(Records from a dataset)

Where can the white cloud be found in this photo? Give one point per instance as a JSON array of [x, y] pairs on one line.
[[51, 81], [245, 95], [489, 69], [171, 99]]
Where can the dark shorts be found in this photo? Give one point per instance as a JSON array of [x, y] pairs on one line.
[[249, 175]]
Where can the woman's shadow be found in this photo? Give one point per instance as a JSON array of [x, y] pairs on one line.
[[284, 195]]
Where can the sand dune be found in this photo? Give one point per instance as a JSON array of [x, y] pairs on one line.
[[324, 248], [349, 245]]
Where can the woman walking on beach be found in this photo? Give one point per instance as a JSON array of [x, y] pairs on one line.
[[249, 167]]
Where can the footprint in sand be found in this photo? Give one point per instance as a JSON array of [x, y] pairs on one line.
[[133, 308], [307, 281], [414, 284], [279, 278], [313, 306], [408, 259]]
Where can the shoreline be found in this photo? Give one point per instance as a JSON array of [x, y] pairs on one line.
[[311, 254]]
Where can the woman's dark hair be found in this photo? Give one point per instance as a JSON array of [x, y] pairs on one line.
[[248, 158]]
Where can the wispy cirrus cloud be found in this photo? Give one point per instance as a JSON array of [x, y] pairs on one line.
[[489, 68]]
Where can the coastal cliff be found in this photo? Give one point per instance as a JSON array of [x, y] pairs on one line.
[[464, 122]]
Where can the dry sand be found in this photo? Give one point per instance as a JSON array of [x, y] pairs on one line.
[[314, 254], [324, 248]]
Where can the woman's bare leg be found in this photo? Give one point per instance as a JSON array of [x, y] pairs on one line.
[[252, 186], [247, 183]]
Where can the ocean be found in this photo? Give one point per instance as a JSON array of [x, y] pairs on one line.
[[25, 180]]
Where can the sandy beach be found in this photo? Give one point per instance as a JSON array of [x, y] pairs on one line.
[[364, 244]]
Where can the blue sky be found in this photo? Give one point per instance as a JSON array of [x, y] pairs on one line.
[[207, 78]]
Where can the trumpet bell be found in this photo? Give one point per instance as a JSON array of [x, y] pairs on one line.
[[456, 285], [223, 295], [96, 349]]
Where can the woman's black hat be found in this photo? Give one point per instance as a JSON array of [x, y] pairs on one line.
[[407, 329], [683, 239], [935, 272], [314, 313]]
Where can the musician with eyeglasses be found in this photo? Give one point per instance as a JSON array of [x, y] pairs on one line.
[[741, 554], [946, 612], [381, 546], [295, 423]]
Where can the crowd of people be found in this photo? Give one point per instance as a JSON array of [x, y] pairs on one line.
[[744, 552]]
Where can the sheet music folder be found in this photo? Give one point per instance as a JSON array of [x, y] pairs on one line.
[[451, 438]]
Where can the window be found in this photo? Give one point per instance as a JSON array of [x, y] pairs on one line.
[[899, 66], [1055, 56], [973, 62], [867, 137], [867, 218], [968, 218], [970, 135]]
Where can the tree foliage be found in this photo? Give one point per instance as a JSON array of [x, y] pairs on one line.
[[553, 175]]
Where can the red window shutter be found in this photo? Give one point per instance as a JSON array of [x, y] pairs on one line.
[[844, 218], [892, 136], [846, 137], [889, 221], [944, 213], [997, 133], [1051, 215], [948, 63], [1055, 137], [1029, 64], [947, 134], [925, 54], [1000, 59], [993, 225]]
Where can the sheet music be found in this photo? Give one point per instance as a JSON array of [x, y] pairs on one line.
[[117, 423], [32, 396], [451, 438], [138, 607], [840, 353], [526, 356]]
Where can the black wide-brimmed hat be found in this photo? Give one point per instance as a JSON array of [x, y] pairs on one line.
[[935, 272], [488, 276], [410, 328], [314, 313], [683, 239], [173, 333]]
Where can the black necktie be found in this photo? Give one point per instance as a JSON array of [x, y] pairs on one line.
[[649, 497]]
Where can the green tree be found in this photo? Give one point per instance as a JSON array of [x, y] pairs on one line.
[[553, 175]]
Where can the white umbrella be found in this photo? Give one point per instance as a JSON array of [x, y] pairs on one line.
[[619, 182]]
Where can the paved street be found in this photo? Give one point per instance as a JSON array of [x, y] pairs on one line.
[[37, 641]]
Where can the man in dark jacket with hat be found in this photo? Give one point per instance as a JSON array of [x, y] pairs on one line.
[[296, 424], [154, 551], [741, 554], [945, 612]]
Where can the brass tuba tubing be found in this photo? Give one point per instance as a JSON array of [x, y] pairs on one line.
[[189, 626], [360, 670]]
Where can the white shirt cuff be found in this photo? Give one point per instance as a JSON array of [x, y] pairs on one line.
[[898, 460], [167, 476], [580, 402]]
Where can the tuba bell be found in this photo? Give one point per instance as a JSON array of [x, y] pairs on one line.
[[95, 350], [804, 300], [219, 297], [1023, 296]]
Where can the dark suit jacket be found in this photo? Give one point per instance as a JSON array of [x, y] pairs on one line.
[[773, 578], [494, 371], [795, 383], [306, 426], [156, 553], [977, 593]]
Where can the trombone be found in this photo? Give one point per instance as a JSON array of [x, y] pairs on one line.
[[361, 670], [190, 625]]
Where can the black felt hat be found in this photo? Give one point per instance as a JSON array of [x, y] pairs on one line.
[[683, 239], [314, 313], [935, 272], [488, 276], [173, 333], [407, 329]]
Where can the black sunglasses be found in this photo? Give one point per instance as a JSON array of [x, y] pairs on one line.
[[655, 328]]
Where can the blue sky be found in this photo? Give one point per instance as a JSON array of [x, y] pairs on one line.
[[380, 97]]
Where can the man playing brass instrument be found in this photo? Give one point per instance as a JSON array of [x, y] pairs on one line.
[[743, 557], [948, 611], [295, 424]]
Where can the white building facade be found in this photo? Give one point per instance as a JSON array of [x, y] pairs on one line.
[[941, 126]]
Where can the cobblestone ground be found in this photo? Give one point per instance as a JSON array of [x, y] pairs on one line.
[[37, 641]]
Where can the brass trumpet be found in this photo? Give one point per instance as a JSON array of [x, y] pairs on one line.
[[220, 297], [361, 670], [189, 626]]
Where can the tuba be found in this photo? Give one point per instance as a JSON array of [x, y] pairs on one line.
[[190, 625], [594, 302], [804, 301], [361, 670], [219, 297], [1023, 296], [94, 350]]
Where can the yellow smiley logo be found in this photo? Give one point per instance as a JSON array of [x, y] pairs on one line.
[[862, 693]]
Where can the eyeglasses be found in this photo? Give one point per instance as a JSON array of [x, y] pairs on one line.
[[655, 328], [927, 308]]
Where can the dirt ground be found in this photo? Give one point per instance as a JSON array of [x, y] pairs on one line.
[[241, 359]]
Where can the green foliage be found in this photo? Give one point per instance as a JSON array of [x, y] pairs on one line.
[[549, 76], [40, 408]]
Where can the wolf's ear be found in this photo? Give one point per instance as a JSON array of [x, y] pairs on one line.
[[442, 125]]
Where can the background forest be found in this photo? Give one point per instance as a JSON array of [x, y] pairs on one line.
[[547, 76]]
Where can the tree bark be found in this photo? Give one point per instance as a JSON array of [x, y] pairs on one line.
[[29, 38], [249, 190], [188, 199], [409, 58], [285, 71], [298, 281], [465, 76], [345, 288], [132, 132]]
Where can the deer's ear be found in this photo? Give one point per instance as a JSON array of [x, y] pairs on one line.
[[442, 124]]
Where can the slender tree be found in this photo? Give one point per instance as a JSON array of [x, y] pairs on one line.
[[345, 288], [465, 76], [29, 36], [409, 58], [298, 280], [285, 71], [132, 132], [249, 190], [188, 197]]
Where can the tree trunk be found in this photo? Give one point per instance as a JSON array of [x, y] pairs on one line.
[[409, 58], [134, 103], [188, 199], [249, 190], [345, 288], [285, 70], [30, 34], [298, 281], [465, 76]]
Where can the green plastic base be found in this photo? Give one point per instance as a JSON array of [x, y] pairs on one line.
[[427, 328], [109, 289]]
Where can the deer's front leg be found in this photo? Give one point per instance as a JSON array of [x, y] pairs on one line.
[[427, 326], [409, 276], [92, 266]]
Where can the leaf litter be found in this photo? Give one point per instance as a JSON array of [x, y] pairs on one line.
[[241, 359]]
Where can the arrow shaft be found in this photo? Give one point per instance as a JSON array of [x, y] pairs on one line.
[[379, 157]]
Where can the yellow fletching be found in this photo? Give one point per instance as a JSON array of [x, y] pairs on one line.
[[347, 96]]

* * *

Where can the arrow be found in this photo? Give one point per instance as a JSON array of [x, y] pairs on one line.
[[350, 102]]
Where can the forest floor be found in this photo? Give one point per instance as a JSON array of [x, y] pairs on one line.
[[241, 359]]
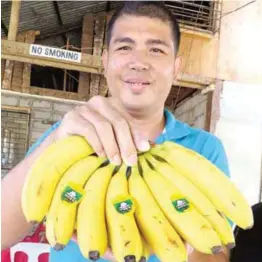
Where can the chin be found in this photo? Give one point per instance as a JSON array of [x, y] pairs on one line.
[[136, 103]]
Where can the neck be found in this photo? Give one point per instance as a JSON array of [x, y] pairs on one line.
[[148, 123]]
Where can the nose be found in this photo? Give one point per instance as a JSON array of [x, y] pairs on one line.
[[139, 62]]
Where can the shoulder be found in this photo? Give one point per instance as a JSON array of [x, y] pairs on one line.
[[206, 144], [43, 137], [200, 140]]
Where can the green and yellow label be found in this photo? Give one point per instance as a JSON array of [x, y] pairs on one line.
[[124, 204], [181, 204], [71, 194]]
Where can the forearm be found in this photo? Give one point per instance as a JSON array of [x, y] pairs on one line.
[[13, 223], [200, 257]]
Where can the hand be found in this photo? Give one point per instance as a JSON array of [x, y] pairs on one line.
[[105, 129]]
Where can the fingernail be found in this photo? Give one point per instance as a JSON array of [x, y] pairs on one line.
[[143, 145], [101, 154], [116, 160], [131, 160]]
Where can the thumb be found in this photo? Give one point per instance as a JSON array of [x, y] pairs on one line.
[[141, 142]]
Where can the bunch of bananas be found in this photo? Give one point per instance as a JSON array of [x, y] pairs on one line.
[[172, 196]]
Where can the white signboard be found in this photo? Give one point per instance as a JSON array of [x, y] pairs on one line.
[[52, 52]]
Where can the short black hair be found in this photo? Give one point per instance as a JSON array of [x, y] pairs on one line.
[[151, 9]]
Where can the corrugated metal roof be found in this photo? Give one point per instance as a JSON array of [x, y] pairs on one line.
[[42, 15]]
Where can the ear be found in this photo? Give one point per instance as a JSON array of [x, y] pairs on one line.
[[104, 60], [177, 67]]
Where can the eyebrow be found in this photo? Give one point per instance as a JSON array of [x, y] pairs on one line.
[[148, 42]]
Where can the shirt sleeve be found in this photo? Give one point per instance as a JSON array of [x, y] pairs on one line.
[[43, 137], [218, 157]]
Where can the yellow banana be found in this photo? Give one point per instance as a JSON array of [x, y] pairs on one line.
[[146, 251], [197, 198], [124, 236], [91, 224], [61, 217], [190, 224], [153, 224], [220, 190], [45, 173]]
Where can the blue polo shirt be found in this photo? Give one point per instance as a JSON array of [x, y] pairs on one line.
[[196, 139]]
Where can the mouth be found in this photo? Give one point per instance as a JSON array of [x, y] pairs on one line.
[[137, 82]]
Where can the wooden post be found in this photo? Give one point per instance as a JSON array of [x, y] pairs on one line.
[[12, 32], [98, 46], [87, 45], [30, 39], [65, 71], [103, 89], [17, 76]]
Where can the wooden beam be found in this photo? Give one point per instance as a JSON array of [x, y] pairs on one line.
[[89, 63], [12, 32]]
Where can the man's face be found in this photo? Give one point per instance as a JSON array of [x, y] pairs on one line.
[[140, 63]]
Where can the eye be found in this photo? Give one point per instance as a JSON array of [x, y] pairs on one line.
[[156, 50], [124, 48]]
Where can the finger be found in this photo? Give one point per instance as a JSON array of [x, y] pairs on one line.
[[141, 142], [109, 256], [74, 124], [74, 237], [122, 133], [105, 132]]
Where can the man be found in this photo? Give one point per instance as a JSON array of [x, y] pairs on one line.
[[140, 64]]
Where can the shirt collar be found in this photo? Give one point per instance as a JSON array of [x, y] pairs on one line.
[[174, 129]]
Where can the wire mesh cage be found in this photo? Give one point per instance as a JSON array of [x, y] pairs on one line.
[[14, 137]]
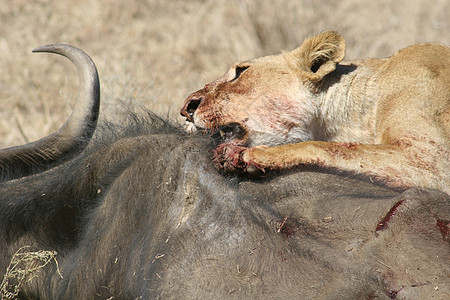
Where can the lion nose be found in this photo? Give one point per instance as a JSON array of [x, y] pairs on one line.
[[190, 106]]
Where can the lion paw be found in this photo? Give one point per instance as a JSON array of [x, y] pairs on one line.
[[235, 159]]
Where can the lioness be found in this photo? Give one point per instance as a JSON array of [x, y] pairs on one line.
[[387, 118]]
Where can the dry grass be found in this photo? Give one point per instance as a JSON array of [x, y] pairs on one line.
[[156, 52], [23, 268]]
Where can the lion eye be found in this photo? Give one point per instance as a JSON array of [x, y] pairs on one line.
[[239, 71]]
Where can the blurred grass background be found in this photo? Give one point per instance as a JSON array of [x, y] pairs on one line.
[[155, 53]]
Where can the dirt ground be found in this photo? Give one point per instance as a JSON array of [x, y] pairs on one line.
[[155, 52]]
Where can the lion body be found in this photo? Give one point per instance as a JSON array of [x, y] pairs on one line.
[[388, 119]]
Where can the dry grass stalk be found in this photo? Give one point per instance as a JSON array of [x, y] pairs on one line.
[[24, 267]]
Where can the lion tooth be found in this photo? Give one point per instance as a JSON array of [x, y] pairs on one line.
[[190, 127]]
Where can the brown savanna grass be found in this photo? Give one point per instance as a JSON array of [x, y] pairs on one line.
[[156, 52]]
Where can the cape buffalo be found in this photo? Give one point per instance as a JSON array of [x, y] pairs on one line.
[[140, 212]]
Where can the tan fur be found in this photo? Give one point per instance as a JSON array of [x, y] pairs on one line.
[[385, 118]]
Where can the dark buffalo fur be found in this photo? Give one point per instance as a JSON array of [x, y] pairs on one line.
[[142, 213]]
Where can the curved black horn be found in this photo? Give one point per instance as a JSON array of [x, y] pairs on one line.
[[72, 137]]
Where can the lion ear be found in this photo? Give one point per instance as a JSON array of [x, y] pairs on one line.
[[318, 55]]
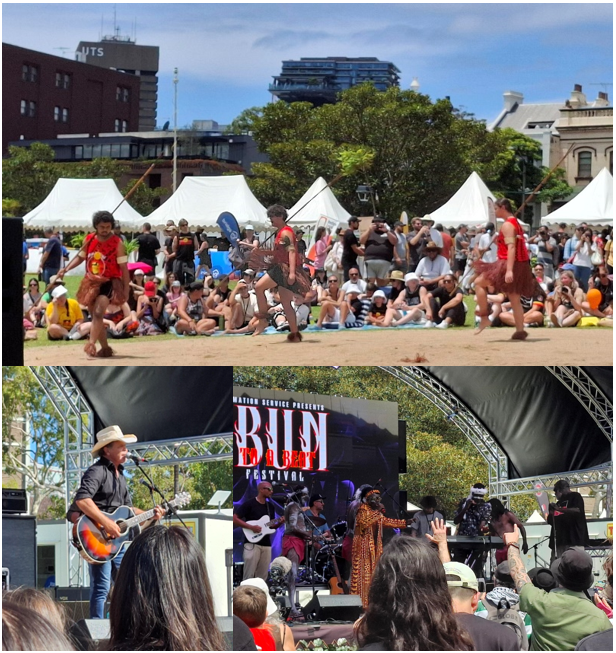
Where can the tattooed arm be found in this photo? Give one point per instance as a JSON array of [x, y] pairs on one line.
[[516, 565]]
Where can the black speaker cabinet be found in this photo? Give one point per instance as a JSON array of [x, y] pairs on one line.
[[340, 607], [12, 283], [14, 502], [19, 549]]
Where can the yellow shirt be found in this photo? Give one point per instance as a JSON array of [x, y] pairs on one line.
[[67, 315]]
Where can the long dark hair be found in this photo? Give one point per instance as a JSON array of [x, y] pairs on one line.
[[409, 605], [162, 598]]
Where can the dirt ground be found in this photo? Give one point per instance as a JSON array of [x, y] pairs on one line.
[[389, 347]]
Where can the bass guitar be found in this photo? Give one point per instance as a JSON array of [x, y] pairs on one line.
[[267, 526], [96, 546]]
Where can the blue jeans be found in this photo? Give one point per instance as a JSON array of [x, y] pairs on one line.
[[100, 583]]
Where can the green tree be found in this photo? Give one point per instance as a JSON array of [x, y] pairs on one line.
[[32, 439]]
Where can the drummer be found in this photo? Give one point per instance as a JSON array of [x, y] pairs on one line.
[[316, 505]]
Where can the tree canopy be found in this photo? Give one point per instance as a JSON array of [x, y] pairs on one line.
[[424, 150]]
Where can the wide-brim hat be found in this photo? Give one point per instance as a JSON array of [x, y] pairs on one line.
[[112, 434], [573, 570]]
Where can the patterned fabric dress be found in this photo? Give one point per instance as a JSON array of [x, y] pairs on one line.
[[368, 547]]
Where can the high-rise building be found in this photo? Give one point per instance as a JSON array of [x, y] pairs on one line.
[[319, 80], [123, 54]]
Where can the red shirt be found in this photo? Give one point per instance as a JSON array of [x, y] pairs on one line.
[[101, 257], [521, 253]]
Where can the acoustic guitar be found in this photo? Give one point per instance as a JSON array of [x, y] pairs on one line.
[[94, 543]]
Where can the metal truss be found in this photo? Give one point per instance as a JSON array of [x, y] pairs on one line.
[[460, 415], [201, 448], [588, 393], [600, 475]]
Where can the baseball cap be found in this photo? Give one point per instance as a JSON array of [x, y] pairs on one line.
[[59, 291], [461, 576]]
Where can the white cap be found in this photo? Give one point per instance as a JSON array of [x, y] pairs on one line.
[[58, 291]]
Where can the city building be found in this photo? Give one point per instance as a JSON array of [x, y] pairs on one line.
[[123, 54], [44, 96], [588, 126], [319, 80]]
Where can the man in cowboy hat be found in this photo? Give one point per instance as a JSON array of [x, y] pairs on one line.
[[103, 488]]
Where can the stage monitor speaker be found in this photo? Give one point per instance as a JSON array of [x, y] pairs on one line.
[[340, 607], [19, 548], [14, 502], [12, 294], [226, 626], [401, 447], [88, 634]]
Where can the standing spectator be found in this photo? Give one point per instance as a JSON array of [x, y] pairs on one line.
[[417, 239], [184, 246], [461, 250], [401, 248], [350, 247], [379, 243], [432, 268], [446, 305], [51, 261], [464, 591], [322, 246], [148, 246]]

...

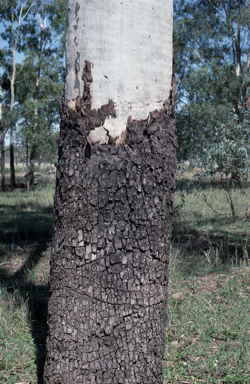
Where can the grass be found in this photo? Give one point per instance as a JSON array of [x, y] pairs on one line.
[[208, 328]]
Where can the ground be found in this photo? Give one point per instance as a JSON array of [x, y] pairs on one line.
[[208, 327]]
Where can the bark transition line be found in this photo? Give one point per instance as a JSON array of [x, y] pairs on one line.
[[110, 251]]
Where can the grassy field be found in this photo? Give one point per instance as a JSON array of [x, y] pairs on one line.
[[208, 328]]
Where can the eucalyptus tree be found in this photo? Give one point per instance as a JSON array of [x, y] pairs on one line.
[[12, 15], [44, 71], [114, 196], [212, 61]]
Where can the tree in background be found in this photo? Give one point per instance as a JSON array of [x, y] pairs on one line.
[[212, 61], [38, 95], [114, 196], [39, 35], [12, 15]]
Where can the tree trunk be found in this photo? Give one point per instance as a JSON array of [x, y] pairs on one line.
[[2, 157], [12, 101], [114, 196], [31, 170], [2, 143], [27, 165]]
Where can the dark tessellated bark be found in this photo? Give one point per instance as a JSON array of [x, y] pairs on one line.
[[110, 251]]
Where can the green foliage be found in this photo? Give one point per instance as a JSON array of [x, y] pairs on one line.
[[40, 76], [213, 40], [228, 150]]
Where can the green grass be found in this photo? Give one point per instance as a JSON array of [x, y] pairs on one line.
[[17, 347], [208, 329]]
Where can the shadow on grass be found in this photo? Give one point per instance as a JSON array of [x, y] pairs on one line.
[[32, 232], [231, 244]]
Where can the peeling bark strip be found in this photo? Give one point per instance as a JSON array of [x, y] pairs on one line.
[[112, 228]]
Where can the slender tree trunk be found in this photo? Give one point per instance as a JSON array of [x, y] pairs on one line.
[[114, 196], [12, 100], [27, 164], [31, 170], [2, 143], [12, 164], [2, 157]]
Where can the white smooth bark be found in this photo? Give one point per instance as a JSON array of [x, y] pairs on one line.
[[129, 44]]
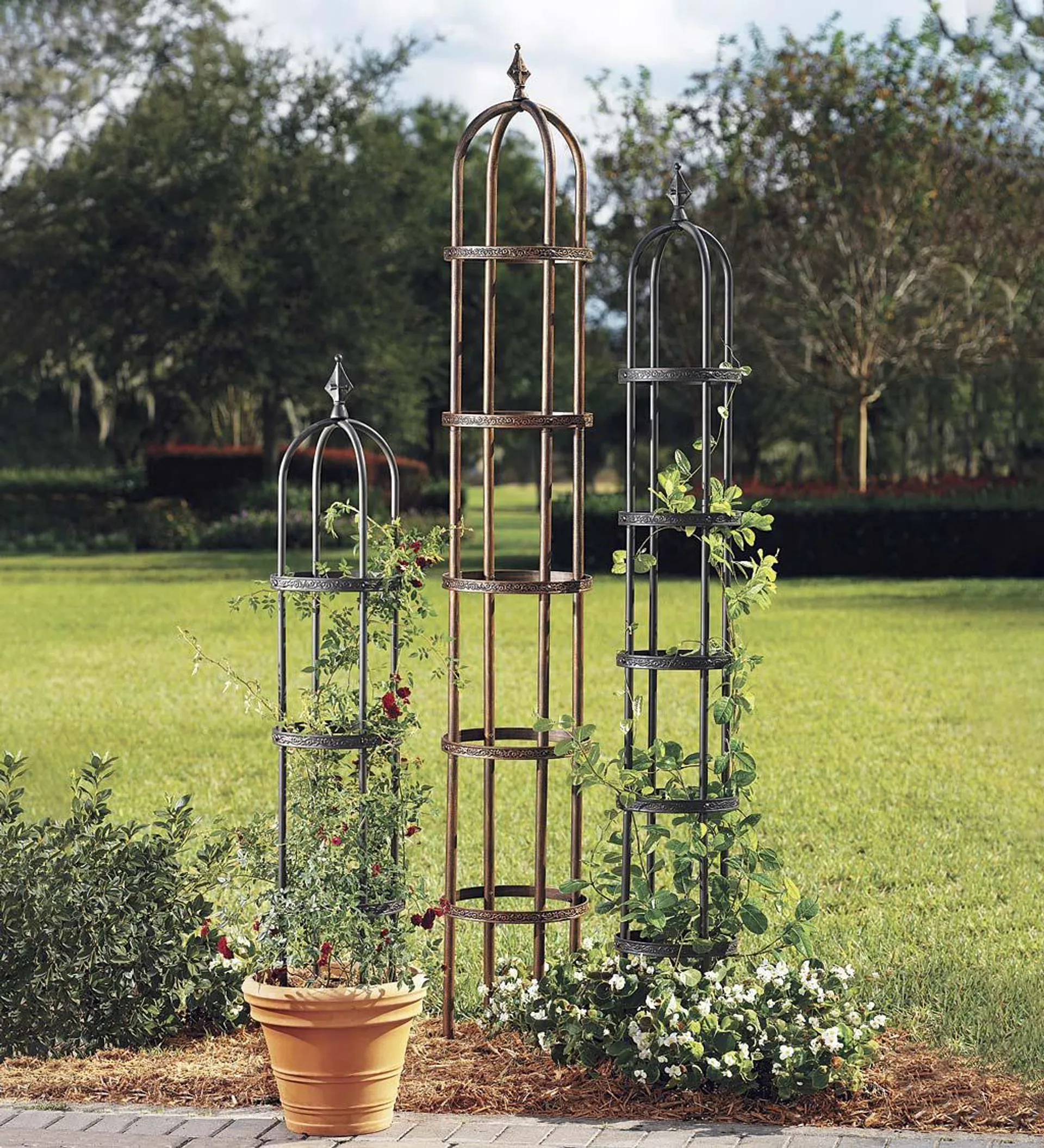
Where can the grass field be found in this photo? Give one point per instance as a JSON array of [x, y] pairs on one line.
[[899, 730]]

* TASK DIRECTIONS:
Write out the entries again, starting at the line that contains "Where can the forest" and ending at the line that contains "[[105, 129]]", after adding 109 to every x and y coordinate in the answers. Leave out the pictures.

* SOLUTION TO THE PROBLEM:
Where can the forest floor be found in this photo? Give one point per instance as a JSON array of [x, y] pairs on one line.
[[350, 468]]
Where can the chin be found in this photo? Give one point per instance as a JSON array of [x, y] pairs on one line.
[[245, 212]]
Where can the neck be found in this photo? Give one point per instance as a JSON array of [x, y] pairs on one line.
[[257, 232]]
Where can the nose be found in this photo? Give one point per instance as a JSON array of [x, y] pairs on one line.
[[248, 171]]
Where can the shoulder be found in this photo? Give one point per instance as a JSON array of [x, y] pairs on one line.
[[315, 253], [152, 246], [309, 249]]
Where can the green and yellow label be found in this photo? Give one point per instance as a JSON array of [x, y] pairs on one line.
[[233, 313], [290, 313], [180, 303]]
Where can the forearm be found in this photo? Give one point per instance as a JSON array of [x, y] pairs on one line.
[[122, 332], [309, 366]]
Where can the hand be found in this photo? Give one point per instance as a JSON array of [x, y] pairs on one line.
[[214, 238]]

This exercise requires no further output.